**TASK TO CARRY OUT**
Copy the lines of the items below word for word, beginning at the line that contains "Definition first: for each instance of the red car, the" and stopping after the line that contains "[[663, 123]]". Include both of those lines and nothing outside that span.
┄┄┄┄┄┄
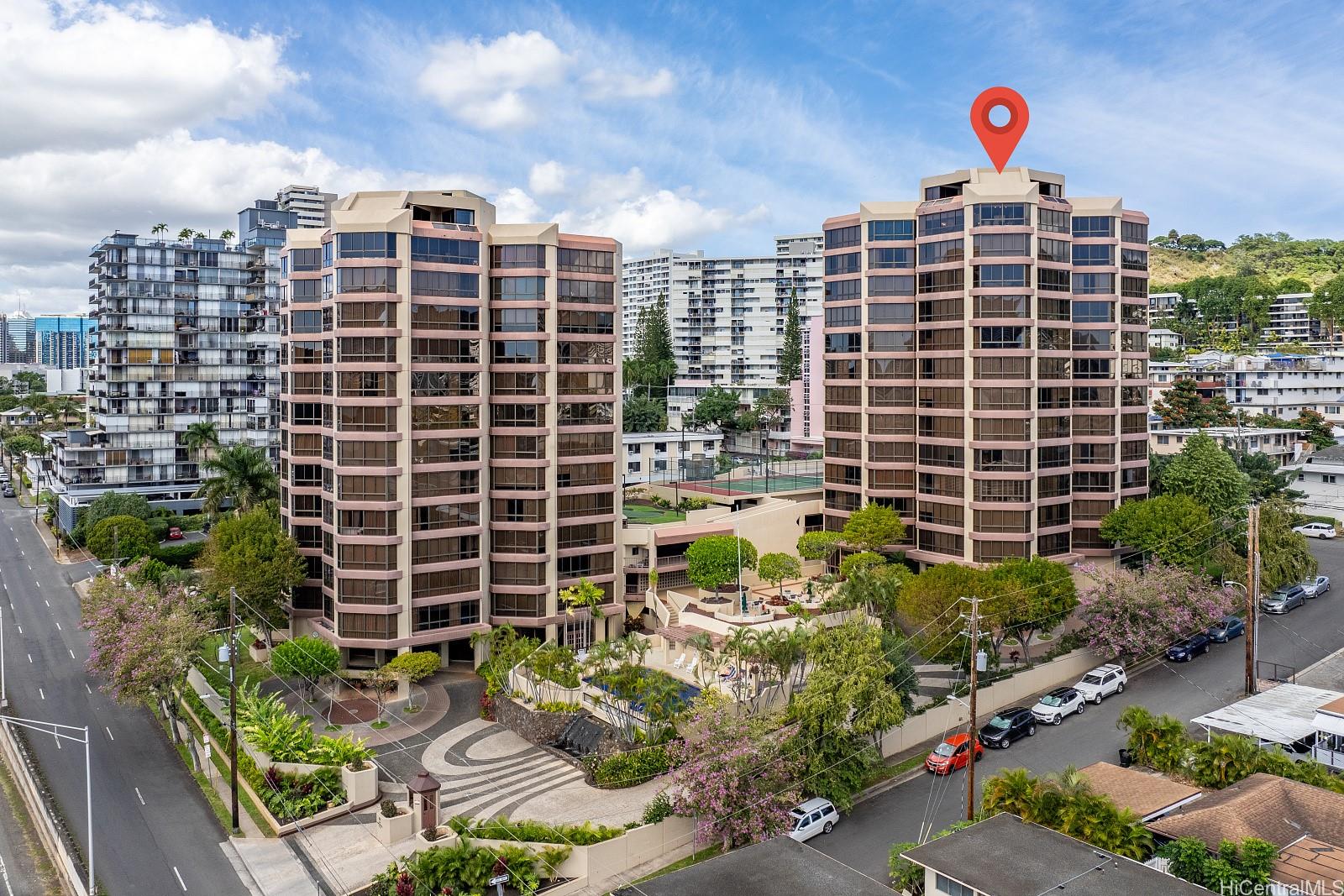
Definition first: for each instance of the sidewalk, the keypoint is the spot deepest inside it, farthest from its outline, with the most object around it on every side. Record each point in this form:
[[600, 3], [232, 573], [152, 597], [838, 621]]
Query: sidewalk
[[58, 553]]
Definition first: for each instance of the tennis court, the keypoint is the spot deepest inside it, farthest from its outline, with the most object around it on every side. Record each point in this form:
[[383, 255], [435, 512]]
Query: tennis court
[[756, 484]]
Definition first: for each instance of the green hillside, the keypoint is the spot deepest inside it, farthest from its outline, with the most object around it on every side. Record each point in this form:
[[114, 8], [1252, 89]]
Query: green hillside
[[1179, 258]]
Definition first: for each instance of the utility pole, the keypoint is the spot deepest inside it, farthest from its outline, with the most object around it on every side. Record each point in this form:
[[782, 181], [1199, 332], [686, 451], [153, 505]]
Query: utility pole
[[1252, 593], [233, 708], [974, 679]]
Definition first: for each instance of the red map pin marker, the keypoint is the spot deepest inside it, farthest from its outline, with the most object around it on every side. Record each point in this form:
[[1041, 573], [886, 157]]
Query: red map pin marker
[[999, 140]]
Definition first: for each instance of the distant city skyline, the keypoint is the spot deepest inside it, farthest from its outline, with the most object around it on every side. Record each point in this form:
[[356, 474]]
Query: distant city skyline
[[663, 125]]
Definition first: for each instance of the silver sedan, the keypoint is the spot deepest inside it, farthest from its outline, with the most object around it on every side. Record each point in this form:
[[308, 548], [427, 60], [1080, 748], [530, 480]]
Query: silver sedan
[[1317, 586]]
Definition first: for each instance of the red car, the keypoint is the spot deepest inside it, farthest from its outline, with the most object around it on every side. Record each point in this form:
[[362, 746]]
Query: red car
[[952, 755]]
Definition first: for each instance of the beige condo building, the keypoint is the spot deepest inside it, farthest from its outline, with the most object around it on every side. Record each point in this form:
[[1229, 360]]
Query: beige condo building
[[987, 364], [450, 427]]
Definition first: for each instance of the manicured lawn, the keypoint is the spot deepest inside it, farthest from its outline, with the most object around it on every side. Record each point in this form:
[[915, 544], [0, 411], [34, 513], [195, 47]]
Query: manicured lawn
[[643, 515]]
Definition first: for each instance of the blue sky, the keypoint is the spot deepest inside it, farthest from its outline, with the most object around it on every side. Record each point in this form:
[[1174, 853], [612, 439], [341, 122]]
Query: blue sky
[[663, 123]]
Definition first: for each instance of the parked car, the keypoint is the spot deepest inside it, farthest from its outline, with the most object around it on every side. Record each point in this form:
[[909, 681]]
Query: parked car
[[1189, 647], [1007, 726], [1102, 681], [1317, 586], [952, 754], [1226, 629], [1284, 600], [815, 817], [1317, 530], [1057, 705]]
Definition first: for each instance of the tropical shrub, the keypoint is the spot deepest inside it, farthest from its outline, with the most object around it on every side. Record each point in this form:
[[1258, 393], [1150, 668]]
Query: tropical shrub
[[632, 768], [534, 832]]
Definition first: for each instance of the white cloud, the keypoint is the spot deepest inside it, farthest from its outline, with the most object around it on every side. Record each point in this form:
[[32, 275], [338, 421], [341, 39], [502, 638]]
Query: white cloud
[[512, 206], [58, 203], [494, 85], [660, 217], [602, 83], [548, 177], [91, 74]]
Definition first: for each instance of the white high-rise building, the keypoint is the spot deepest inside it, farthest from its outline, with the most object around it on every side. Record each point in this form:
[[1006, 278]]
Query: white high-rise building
[[726, 312], [312, 206]]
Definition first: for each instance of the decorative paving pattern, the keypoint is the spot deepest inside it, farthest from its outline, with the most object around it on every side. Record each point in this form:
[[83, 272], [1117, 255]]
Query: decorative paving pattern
[[487, 772]]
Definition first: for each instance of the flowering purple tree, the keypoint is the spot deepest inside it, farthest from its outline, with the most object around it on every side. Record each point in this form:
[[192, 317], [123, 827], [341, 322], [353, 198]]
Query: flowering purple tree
[[1135, 614], [732, 775], [140, 641]]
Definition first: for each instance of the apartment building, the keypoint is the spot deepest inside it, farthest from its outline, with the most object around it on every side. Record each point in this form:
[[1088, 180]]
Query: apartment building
[[450, 425], [1285, 446], [187, 331], [667, 457], [311, 206], [985, 364], [18, 338], [62, 340], [1267, 383]]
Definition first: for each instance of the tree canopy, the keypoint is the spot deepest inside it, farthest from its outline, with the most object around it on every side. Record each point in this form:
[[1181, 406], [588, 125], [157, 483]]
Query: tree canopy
[[712, 560], [1207, 473], [1175, 528], [121, 537], [873, 528], [250, 553]]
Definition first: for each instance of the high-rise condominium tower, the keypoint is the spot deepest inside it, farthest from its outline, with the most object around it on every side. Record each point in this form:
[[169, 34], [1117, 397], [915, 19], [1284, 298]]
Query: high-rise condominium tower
[[187, 331], [450, 425], [985, 364], [311, 206]]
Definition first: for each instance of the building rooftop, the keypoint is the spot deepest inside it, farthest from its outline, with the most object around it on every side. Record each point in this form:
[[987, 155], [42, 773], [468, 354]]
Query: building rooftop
[[1283, 715], [1310, 866], [1146, 794], [1273, 809], [1007, 856], [776, 867]]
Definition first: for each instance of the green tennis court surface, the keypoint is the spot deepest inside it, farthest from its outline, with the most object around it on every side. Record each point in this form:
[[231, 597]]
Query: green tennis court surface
[[756, 484]]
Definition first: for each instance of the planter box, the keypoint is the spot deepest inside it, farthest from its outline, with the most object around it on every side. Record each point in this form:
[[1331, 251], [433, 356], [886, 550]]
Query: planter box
[[396, 829], [360, 786]]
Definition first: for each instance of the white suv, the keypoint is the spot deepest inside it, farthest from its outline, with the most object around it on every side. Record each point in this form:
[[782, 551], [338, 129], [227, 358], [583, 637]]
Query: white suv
[[1102, 681]]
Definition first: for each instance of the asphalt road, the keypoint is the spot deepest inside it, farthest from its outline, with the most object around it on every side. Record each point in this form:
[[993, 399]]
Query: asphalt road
[[154, 831], [1186, 689]]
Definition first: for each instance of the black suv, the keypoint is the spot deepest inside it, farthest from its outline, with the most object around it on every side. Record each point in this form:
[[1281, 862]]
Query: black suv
[[1007, 726]]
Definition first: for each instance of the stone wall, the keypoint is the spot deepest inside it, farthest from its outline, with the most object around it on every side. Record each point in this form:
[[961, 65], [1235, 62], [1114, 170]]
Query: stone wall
[[543, 728], [535, 727]]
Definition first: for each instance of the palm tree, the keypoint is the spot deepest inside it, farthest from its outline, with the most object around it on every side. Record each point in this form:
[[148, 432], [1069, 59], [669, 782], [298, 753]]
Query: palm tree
[[1012, 790], [201, 438], [241, 474]]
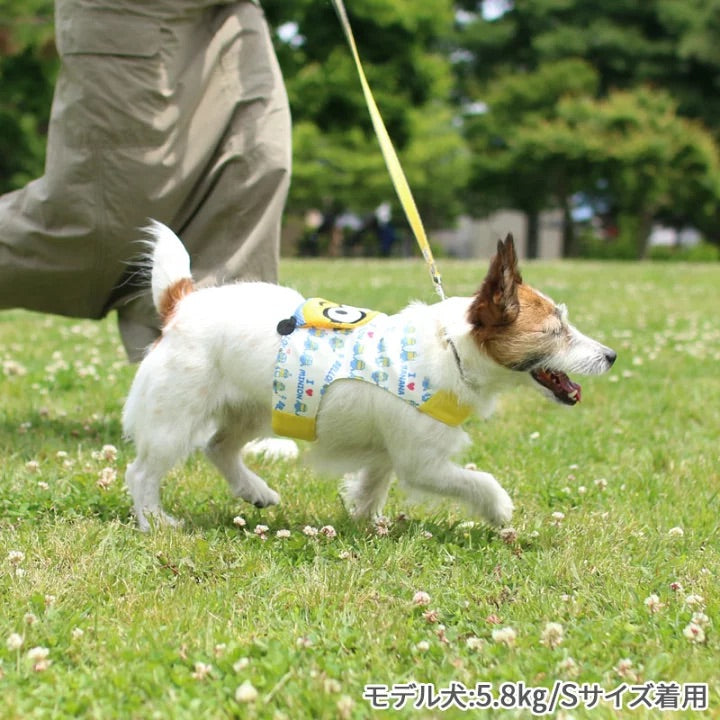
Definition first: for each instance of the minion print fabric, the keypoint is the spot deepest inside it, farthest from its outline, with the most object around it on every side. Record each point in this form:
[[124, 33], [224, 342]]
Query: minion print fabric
[[324, 342]]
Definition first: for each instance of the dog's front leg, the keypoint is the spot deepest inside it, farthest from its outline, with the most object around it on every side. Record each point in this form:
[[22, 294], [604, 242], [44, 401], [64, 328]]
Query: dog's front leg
[[143, 481]]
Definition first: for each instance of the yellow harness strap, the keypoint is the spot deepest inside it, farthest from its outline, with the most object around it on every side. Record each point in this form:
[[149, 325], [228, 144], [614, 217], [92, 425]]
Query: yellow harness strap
[[391, 159]]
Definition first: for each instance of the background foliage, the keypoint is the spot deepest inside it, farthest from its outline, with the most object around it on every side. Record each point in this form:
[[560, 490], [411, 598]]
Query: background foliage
[[531, 104]]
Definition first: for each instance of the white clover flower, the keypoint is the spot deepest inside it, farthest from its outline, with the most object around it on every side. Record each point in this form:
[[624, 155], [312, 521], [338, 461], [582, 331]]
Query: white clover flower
[[552, 635], [38, 653], [653, 604], [474, 643], [15, 557], [508, 535], [11, 367], [106, 477], [109, 453], [694, 633], [14, 642], [504, 636], [202, 670], [240, 664]]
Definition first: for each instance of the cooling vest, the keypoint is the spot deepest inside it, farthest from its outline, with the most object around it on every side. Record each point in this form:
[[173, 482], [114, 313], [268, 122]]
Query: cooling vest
[[324, 342]]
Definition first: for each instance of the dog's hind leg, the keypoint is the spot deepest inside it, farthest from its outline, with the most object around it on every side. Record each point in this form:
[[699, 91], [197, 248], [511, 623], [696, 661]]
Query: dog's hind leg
[[365, 492], [223, 450], [143, 478], [480, 490]]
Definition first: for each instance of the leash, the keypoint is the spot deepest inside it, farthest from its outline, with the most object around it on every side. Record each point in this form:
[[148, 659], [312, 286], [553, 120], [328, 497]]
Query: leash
[[402, 188]]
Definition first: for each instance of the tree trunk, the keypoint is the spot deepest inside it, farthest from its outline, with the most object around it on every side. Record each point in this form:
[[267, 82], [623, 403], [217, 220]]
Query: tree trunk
[[570, 246], [532, 245], [643, 234]]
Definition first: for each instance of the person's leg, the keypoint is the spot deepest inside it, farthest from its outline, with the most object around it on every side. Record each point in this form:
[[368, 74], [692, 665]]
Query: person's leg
[[230, 221]]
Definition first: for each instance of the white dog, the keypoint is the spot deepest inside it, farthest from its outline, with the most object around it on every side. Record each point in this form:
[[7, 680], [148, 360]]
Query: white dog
[[211, 382]]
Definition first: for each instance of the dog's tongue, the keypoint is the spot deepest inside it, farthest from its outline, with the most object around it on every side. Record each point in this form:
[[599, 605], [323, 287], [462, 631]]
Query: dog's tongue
[[560, 384]]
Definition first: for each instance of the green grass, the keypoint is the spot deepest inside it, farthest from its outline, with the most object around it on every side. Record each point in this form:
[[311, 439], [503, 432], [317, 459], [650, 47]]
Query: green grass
[[319, 618]]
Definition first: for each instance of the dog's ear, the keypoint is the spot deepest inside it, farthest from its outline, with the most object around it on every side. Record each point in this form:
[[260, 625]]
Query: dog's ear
[[496, 302]]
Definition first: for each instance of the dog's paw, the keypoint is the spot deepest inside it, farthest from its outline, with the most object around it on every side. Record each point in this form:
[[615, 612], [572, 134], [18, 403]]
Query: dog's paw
[[266, 498], [499, 512]]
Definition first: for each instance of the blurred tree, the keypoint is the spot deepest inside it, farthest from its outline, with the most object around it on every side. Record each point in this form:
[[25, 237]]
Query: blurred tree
[[657, 163], [620, 44], [28, 65], [336, 158]]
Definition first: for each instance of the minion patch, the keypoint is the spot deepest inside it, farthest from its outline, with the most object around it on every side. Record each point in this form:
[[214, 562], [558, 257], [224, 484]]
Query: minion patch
[[320, 313], [324, 342]]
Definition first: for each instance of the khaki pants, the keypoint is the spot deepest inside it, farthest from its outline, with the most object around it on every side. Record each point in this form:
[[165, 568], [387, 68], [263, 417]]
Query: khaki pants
[[173, 110]]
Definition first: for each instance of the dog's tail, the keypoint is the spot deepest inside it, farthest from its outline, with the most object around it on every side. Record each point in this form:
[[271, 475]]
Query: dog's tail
[[170, 269]]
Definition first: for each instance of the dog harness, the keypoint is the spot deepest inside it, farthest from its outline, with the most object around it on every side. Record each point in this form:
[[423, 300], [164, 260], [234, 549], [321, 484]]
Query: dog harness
[[324, 342]]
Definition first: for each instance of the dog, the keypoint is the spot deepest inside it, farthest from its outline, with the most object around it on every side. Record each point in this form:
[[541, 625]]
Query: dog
[[211, 379]]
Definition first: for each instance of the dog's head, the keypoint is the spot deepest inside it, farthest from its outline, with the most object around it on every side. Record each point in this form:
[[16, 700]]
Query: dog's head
[[523, 330]]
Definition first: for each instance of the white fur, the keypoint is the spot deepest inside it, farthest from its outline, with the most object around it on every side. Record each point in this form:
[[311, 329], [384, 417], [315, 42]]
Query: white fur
[[169, 259], [208, 384]]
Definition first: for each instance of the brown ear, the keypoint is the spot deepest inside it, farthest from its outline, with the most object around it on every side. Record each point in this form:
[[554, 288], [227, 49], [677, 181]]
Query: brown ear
[[496, 302]]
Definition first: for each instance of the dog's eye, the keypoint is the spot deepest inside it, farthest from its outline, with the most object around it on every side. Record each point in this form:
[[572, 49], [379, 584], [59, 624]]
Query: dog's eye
[[343, 314]]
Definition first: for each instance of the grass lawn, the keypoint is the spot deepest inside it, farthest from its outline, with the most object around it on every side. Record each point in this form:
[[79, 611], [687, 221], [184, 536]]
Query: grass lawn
[[617, 541]]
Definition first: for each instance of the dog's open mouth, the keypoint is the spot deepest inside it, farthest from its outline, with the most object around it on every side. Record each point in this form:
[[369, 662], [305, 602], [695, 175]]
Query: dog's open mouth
[[559, 384]]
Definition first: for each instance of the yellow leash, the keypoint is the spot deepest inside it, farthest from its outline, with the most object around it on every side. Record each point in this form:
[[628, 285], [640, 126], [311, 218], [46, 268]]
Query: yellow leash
[[391, 159]]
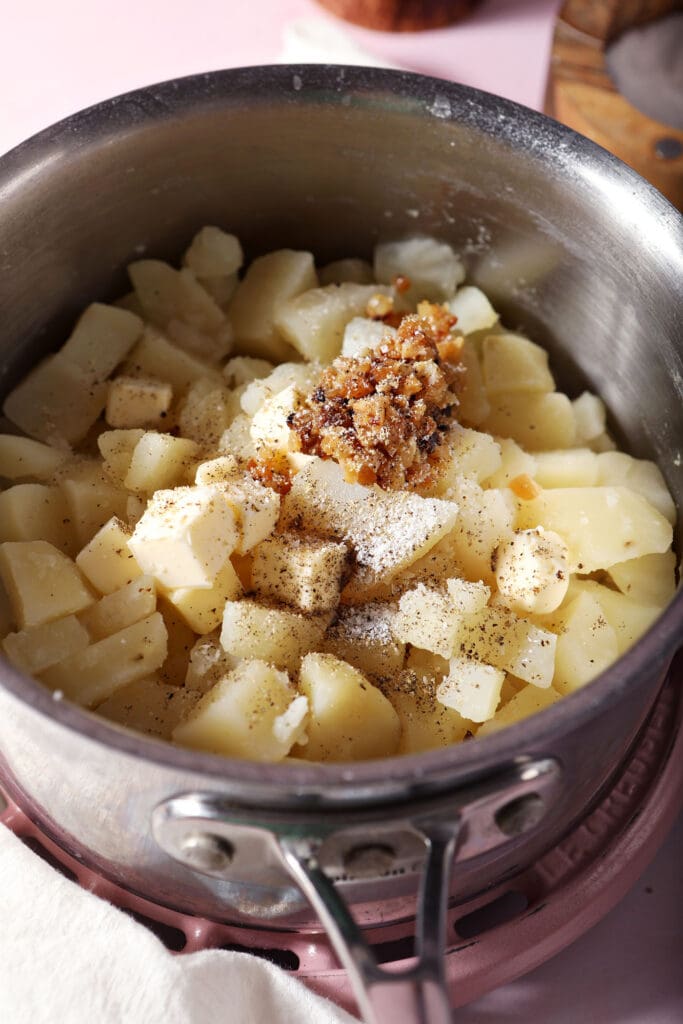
┄┄┄┄┄┄
**ANSWER TO THIS PROBLEM**
Definition first: for each instance of the red car, the keypoint is the spot deepest inside it, farthest from its outline, with the most object around it on every side. Record each point in this form:
[[362, 746]]
Query: red car
[[952, 755]]
Definition first: for each instance of the beige condo building, the keypoint is the spot deepest inside it, farthest from its outline, with the most object around it on every side. Record each point in this form:
[[1229, 360]]
Query: beige condo building
[[987, 364], [450, 427]]
Definition first: for each instance of the manicured lawn, the keypoint is the spot deepest inside it, farthest from its outline, with the most object around it on every side. Record each point in this form:
[[915, 544], [0, 411], [34, 513], [195, 47]]
Query: manicured lawn
[[643, 515]]
Definition first: for each instance of the blue sky, the keypoint is the spot deepest inside it, farthest from its outline, with the most object around it on every side. Record each point in this form:
[[1174, 853], [612, 439], [341, 122]]
Query: blue sky
[[663, 123]]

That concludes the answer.